Requirements — Scan the records for the line containing "Where can the microphone be"; extract it and all later lines, verbatim, through the end, and nothing before it.

Point annotation dataset records

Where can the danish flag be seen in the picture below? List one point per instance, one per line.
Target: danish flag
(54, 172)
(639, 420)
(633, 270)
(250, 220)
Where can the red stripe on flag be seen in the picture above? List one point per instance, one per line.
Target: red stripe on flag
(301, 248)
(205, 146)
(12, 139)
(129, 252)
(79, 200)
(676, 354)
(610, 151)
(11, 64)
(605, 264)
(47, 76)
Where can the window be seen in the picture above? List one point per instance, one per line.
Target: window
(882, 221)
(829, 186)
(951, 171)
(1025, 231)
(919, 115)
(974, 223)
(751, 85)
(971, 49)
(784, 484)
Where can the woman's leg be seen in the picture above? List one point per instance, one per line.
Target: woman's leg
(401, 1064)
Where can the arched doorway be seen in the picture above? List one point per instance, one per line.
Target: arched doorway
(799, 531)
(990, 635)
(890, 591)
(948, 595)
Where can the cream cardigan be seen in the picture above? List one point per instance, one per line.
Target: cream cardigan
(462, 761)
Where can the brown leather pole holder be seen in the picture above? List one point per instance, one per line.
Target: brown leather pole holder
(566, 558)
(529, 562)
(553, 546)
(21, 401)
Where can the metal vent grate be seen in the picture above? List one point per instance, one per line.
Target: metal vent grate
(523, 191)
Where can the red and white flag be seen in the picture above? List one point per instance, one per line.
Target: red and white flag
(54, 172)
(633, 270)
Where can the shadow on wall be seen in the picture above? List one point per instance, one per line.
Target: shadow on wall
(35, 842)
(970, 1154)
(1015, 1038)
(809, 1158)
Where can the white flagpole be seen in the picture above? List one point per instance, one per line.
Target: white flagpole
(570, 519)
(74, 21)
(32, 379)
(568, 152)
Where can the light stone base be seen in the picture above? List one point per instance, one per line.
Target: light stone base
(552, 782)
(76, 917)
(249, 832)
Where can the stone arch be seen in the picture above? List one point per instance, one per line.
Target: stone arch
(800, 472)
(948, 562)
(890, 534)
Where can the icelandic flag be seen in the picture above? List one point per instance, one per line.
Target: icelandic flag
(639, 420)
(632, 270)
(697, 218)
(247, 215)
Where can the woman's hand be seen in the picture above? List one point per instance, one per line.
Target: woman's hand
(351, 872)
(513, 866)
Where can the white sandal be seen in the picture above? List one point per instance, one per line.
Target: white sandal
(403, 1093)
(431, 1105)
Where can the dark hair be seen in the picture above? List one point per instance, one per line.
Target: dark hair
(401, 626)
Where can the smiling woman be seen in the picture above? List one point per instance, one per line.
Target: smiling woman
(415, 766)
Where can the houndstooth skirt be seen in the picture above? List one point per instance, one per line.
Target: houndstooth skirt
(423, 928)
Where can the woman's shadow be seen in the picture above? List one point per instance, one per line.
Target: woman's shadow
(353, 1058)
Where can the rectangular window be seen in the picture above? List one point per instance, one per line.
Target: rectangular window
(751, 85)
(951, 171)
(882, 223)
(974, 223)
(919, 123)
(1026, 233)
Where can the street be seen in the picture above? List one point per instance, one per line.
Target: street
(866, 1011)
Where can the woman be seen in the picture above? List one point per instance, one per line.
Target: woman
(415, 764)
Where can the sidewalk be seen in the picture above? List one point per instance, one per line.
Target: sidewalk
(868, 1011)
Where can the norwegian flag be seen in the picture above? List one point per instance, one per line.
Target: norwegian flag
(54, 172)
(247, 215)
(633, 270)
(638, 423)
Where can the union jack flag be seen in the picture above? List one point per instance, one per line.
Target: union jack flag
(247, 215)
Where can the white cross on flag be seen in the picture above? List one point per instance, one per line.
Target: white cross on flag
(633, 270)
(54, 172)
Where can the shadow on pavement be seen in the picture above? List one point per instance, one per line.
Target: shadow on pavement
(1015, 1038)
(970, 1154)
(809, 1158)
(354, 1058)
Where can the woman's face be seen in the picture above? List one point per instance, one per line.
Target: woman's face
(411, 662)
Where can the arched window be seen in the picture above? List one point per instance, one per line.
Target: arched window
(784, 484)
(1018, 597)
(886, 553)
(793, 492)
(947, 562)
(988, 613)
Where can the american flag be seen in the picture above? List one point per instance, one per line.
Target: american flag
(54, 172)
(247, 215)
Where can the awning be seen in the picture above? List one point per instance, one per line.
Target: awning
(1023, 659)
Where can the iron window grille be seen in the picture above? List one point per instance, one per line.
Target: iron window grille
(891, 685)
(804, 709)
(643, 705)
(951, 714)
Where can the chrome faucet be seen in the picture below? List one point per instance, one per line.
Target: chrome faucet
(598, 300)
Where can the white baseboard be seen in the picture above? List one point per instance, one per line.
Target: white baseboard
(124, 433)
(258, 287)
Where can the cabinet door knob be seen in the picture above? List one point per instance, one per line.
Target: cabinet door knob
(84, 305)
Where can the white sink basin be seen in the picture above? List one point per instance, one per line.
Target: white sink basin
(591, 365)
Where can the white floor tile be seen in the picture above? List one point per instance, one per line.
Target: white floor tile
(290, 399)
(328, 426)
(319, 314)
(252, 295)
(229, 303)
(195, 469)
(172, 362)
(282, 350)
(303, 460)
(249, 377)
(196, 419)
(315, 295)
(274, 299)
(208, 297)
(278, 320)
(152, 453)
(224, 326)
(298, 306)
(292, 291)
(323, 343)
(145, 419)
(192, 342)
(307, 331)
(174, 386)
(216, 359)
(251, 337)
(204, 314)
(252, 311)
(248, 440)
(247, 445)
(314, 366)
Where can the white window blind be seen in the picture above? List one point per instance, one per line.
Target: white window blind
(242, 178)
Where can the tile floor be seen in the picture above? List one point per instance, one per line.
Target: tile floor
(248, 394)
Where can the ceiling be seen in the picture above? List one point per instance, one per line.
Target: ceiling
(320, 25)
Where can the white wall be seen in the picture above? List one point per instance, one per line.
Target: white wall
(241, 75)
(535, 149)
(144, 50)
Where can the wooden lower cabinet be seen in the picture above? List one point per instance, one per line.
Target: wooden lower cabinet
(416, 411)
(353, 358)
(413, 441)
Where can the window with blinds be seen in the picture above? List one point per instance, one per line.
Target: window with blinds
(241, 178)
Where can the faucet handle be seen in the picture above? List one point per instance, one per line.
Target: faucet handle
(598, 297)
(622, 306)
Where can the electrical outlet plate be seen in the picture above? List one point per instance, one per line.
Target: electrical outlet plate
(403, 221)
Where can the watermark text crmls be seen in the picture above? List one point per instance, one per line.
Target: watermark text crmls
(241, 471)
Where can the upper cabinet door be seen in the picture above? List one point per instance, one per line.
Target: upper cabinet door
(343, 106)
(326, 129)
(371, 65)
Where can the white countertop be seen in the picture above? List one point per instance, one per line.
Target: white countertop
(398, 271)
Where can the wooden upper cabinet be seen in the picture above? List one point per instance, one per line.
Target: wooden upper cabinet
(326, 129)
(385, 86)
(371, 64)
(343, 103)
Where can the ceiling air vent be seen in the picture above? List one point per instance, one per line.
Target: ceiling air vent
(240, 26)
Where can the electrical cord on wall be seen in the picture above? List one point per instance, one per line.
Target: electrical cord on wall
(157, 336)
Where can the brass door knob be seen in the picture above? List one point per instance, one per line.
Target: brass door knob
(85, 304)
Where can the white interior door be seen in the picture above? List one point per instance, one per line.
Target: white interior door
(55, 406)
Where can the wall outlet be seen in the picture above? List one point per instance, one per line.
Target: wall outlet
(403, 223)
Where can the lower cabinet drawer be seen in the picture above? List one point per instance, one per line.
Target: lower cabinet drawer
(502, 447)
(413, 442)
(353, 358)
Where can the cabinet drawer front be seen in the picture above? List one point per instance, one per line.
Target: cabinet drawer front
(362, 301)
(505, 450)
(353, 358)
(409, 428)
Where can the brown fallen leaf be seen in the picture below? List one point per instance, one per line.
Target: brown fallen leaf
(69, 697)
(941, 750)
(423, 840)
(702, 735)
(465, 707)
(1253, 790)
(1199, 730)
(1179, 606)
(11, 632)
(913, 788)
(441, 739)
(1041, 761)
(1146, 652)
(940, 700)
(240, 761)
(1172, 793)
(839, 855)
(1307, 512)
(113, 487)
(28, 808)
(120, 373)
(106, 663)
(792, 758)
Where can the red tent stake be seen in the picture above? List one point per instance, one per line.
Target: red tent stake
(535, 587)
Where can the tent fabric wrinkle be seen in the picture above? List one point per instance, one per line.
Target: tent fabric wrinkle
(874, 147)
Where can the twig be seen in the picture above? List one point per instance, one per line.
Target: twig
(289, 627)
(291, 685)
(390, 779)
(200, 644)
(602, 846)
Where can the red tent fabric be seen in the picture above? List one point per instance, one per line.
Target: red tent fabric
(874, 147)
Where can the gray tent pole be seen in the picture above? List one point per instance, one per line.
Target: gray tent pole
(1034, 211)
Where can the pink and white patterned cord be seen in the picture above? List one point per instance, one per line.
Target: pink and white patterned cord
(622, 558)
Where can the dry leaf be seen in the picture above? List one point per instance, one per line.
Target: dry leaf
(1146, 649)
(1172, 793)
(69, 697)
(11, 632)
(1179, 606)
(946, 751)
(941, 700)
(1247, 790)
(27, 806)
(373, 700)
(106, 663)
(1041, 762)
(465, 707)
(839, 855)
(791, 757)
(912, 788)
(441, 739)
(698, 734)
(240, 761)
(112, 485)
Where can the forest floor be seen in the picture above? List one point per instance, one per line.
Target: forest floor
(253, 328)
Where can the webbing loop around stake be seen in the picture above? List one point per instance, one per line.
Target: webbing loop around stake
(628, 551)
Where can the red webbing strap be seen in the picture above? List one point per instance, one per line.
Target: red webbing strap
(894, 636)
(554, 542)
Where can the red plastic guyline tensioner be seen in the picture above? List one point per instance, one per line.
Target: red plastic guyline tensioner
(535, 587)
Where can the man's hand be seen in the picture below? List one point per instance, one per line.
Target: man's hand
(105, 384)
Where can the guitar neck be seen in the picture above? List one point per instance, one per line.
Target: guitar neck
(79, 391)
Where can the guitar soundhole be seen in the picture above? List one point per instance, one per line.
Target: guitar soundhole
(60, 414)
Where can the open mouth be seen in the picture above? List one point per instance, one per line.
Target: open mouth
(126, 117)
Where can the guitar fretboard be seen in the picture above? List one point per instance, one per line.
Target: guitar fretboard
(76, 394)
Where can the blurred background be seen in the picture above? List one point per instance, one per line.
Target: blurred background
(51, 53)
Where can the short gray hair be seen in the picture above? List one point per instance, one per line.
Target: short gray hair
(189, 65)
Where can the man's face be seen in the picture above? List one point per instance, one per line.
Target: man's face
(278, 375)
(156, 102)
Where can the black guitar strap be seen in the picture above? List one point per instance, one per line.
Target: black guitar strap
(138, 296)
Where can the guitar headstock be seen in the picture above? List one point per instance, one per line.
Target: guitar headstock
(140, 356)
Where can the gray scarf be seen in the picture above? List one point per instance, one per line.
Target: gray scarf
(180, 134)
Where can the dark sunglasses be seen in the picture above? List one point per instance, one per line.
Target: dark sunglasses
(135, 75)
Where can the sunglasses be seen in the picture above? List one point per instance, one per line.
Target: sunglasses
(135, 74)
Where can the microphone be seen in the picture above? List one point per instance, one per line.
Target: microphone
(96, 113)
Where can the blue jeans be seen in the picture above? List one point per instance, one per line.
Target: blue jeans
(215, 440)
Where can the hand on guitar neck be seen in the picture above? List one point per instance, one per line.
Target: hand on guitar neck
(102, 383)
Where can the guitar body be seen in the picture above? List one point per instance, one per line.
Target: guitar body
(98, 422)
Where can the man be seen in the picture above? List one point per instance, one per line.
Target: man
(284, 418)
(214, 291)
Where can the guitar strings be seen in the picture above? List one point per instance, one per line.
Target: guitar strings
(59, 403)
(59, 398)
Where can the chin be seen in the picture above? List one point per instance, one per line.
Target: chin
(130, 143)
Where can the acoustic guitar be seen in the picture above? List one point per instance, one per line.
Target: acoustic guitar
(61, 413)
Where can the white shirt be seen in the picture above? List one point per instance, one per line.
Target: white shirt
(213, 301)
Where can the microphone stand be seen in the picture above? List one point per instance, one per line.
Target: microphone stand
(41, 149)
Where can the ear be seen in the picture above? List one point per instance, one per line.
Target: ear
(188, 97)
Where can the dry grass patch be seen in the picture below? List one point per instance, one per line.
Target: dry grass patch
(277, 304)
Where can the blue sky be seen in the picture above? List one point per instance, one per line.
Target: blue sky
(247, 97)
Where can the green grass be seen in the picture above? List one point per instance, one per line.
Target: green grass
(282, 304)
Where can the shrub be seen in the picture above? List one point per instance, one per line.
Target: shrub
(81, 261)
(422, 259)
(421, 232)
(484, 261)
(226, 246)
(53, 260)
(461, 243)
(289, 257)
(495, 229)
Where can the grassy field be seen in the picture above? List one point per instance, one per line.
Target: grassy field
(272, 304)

Task response —
Where can the microphone be seen in the picture above? List one point per instance, one per line.
Target: microphone
(96, 113)
Where can the blue jeans be seen in the picture above? List one point per instance, one per line.
Target: blue jeans
(215, 440)
Where can the hand on guitar neck be seen in the picture above? List one point per instance, one per line.
Target: hand on guitar neck
(102, 383)
Where can the guitar body be seen in the picture above? List one point per instance, one per line.
Target: guitar body
(98, 422)
Where can the man be seen in the picture above? List one point per instance, one per line.
Target: man
(284, 418)
(214, 291)
Where can the guitar strings be seen in the picture above? List one point per instance, one per line.
Target: guitar strings
(59, 403)
(59, 398)
Where can the chin be seen in the picture above? List one point per instance, one per line.
Target: chin
(130, 143)
Where can the acoustic guitar be seen in the picture above? List one point per instance, one per line.
Target: acoustic guitar
(61, 413)
Where can the white shirt be seen in the picture above? List one point per instance, one per line.
Target: white shirt
(213, 301)
Where can the microphone stand be seen in the picture above? List one point per instance, one per line.
Target: microphone stand
(41, 149)
Where can the ear be seen in the picture above? List one point per instance, one per line.
Target: ear
(188, 97)
Where can the dry grass patch be seen in the picture below? List one point per instance, one per line.
Target: dry grass patch
(277, 304)
Where can the blue sky be seen in the picture above? List one point per instance, one per line.
Target: blue sky
(247, 97)
Where can the green grass be seen in the picture above? List one point per instance, one per line.
Target: green grass
(282, 304)
Where can the shrub be seen in the picture above? List one point per instance, one per line.
Target: shrub
(81, 261)
(422, 259)
(421, 232)
(484, 261)
(226, 246)
(53, 260)
(461, 243)
(289, 257)
(495, 229)
Where can the grassy field be seen in the picture above? List one point per instance, one per line.
Target: grassy field
(272, 304)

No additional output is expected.